> [Goal of the exercise]: Find every line in the entries below that contains the word "woven", and copy each of those lines in full. Matching is case-sensitive.

> [Records]:

━━━

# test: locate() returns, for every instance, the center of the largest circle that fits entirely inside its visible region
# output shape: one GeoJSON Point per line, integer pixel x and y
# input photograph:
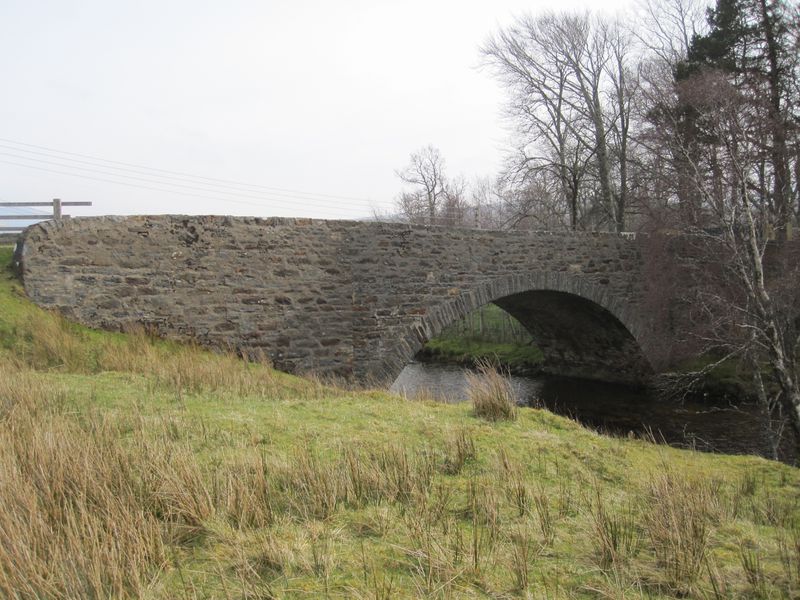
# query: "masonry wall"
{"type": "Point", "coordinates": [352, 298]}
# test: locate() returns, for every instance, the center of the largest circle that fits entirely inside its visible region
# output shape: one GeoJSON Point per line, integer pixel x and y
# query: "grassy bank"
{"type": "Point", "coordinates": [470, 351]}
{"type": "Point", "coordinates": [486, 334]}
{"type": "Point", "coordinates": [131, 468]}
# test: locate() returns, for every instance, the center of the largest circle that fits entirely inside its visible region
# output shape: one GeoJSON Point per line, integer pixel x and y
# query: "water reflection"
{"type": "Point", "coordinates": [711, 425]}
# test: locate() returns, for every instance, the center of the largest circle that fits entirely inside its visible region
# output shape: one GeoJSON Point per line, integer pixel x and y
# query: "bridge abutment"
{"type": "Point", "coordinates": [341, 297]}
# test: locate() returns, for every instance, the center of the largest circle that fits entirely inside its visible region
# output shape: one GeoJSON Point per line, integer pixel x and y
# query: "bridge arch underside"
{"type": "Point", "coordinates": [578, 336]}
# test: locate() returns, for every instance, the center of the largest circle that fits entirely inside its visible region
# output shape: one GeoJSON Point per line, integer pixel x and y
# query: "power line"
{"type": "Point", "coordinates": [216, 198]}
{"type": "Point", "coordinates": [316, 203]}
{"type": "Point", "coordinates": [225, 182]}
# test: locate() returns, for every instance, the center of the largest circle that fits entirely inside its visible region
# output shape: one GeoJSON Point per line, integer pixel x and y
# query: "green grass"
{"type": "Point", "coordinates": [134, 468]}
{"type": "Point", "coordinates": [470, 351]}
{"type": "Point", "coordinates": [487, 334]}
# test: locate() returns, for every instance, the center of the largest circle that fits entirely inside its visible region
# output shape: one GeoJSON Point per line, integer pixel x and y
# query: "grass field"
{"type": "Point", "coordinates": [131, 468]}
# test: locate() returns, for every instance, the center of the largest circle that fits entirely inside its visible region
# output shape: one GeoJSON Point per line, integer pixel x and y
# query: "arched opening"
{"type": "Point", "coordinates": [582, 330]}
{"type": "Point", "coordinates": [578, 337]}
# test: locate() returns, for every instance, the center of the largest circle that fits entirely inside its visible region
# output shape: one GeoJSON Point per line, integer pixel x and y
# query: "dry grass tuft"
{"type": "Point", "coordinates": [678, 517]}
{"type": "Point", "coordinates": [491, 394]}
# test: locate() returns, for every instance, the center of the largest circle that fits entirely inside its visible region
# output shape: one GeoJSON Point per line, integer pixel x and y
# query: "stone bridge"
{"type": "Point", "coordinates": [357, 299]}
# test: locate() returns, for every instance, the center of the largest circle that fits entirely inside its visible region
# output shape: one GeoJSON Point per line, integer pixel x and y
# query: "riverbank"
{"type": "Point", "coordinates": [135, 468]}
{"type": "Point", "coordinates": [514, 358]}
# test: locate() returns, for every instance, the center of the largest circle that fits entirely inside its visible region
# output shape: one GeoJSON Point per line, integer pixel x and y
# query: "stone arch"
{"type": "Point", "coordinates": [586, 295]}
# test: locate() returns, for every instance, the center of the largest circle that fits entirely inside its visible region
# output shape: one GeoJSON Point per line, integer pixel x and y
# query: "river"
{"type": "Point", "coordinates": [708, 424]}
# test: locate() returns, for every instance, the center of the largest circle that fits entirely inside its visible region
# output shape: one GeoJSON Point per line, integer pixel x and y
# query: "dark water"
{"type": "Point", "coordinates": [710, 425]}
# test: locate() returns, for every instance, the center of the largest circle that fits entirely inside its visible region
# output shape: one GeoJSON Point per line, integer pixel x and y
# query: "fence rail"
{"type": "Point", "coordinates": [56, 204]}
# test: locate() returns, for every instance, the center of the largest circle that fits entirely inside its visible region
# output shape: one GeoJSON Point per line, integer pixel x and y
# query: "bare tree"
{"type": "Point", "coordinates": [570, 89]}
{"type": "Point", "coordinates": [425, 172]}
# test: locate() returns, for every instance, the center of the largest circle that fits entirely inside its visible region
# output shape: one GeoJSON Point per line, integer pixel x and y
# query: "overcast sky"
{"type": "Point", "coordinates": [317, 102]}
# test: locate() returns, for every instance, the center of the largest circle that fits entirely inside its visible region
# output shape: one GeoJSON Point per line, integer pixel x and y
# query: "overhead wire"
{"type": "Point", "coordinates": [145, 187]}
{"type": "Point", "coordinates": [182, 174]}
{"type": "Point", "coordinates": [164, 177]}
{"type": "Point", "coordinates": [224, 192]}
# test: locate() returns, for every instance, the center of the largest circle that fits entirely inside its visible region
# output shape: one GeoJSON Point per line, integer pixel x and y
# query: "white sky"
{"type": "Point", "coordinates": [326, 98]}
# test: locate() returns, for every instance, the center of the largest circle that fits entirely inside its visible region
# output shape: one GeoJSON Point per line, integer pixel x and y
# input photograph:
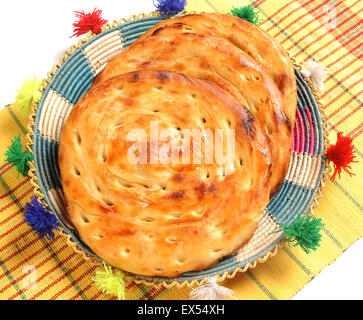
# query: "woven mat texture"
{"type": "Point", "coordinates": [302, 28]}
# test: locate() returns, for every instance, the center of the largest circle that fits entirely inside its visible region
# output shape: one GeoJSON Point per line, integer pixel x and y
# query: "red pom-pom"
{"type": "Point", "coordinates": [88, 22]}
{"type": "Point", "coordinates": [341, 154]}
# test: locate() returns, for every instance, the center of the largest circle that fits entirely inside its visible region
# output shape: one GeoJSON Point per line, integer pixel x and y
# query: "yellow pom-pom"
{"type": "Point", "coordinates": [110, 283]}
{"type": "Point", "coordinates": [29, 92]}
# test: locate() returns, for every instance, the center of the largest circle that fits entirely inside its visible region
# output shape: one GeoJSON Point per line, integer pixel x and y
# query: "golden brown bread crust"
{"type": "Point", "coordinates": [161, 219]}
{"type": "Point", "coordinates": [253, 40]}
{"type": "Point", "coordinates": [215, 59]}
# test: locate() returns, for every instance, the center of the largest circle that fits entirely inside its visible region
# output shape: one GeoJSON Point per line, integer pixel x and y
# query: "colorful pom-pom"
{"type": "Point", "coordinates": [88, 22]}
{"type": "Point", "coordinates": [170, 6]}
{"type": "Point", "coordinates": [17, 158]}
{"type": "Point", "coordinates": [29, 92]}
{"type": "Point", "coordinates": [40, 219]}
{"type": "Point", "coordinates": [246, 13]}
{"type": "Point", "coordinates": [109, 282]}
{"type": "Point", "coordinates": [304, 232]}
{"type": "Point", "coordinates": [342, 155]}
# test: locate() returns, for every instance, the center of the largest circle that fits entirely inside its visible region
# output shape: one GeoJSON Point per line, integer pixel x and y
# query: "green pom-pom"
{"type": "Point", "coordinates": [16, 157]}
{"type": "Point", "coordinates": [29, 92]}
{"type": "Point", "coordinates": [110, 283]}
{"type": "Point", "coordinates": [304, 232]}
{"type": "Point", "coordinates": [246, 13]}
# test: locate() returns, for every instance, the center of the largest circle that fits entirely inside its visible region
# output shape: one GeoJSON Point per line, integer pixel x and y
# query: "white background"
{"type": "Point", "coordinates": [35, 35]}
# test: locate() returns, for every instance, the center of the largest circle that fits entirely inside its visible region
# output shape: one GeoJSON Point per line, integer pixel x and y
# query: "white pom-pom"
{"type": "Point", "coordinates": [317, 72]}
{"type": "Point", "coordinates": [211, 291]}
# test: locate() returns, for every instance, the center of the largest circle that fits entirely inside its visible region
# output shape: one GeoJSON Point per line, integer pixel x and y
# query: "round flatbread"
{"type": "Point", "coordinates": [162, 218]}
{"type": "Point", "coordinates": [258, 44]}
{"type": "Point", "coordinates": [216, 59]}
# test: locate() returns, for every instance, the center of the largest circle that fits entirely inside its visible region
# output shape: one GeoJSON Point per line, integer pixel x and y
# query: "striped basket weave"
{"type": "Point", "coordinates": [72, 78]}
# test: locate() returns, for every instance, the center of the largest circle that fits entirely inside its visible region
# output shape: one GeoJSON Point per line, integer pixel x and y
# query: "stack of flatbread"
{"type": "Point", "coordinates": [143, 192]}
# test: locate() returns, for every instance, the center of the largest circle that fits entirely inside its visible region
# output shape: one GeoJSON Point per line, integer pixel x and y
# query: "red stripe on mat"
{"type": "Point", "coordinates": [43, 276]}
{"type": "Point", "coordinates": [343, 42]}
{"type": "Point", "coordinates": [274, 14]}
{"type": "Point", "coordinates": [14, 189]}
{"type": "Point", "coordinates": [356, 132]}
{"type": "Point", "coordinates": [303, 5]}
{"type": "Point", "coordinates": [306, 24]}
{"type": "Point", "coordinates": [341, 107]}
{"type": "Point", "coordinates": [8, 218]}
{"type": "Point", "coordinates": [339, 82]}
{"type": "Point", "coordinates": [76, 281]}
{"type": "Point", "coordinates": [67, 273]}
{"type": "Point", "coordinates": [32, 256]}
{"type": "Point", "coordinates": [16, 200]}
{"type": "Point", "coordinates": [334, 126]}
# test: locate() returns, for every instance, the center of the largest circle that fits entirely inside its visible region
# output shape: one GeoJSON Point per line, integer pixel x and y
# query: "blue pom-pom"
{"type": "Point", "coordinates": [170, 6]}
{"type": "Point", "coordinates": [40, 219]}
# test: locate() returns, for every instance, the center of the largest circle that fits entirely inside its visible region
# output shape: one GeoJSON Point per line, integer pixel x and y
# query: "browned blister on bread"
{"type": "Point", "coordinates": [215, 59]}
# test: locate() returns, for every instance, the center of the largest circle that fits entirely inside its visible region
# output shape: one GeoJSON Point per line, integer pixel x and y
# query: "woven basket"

━━━

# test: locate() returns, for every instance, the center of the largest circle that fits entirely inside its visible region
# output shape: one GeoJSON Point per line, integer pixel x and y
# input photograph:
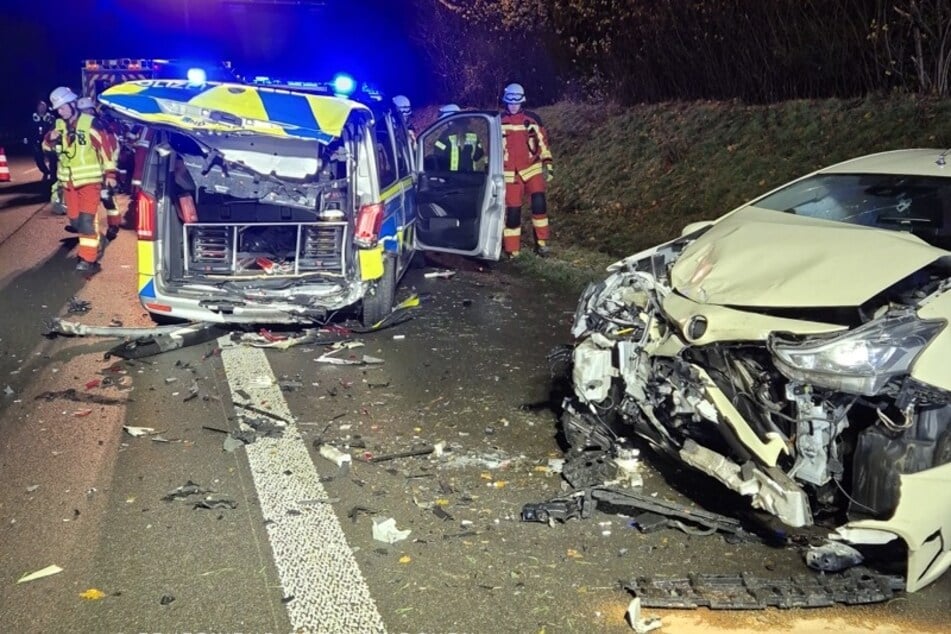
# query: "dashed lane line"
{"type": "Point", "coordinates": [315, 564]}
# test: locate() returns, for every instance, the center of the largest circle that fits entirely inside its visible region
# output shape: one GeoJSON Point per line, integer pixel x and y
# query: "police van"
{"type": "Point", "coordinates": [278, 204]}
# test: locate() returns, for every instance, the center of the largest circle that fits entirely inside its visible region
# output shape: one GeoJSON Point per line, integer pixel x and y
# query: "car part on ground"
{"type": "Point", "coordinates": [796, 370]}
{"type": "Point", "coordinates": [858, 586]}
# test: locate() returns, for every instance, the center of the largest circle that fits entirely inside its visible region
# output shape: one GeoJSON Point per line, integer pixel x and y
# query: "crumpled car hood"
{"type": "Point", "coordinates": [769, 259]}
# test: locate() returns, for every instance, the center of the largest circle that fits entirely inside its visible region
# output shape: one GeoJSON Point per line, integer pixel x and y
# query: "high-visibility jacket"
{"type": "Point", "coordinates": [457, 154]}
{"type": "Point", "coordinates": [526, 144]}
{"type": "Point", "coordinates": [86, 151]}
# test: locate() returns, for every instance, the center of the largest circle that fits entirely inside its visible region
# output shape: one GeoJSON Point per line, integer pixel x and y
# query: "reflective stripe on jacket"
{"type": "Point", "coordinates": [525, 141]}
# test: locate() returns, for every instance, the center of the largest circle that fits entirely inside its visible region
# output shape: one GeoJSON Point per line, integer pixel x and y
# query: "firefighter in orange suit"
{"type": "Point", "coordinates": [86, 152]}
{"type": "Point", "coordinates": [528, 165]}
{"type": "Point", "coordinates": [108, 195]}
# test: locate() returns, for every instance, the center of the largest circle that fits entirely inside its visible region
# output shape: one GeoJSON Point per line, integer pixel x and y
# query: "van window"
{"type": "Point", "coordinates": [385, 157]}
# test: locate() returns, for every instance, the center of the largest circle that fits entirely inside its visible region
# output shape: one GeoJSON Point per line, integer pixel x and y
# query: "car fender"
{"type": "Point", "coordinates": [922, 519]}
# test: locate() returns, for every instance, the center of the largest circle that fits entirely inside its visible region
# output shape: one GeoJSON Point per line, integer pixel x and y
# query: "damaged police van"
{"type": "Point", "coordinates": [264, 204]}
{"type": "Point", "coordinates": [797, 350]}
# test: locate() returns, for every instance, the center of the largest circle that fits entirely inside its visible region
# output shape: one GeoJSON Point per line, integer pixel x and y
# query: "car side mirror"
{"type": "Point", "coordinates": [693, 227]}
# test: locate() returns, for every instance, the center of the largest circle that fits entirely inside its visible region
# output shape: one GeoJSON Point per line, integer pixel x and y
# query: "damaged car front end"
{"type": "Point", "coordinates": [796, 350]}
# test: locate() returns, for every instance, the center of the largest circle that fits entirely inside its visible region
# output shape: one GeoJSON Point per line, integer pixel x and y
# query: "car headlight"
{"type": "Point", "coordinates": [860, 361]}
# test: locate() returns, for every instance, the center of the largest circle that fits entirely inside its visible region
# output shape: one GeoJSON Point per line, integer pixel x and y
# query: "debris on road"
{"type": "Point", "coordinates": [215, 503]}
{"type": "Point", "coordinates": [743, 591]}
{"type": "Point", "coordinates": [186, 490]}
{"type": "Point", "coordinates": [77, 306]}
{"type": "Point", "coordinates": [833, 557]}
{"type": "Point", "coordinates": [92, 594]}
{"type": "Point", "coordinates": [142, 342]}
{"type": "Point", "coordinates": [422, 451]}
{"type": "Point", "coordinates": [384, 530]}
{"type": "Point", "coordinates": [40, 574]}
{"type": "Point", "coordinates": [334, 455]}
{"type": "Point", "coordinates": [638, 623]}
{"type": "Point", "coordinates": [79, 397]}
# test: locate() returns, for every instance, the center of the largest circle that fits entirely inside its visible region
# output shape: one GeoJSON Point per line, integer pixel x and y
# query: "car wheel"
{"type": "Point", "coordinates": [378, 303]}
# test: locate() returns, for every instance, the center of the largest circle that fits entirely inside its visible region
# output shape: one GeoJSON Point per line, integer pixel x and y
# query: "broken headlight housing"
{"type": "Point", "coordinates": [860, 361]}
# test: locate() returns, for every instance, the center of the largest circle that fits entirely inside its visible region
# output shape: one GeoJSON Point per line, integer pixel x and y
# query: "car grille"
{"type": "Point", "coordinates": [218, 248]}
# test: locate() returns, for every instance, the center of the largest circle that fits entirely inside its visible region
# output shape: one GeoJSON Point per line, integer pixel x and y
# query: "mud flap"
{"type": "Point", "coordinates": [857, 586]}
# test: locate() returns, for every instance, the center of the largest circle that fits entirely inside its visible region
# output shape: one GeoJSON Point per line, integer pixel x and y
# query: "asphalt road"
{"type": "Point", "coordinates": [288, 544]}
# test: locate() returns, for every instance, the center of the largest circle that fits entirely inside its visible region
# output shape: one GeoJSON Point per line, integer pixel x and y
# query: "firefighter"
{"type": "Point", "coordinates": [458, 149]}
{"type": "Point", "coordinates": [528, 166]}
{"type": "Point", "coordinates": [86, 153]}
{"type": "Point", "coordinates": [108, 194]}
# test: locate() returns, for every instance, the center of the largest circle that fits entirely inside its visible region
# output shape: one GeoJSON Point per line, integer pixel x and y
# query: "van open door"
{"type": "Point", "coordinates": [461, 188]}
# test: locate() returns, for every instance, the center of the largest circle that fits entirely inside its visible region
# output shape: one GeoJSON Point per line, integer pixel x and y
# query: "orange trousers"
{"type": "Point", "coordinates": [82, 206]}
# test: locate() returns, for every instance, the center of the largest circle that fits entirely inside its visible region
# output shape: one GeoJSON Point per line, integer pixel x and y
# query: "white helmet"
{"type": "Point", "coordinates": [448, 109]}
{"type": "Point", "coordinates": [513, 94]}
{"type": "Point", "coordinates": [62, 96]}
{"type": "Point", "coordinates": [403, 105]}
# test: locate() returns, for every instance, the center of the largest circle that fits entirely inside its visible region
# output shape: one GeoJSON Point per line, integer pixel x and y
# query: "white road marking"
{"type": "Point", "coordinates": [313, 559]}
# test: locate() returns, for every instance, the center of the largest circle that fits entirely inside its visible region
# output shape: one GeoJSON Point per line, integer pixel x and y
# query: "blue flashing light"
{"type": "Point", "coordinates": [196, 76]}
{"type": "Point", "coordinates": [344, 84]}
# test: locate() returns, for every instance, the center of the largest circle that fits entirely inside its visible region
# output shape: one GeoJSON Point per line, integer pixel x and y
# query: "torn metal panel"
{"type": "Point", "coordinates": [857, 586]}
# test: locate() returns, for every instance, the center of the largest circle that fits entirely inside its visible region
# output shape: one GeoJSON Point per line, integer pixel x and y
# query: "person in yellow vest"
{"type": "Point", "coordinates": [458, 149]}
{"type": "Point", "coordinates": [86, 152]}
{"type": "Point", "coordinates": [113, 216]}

━━━

> [Result of this task]:
# query: "woven mat texture"
# query: "woven basket"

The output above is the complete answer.